[WRITTEN REQUEST]
Set out every line of the records below as a Markdown table with the columns Row and Line. Number the rows in order and omit blank lines.

[START]

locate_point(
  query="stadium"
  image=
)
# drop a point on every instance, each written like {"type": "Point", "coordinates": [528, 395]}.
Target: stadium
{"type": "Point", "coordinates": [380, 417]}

[END]

[THE SOLUTION]
| Row | Line |
|---|---|
| 1 | locate_point( |
| 2 |   query="stadium" |
| 3 |   image= |
| 4 | ) |
| 5 | # drop a point on every instance, each written like {"type": "Point", "coordinates": [528, 395]}. |
| 6 | Target: stadium |
| 7 | {"type": "Point", "coordinates": [380, 417]} |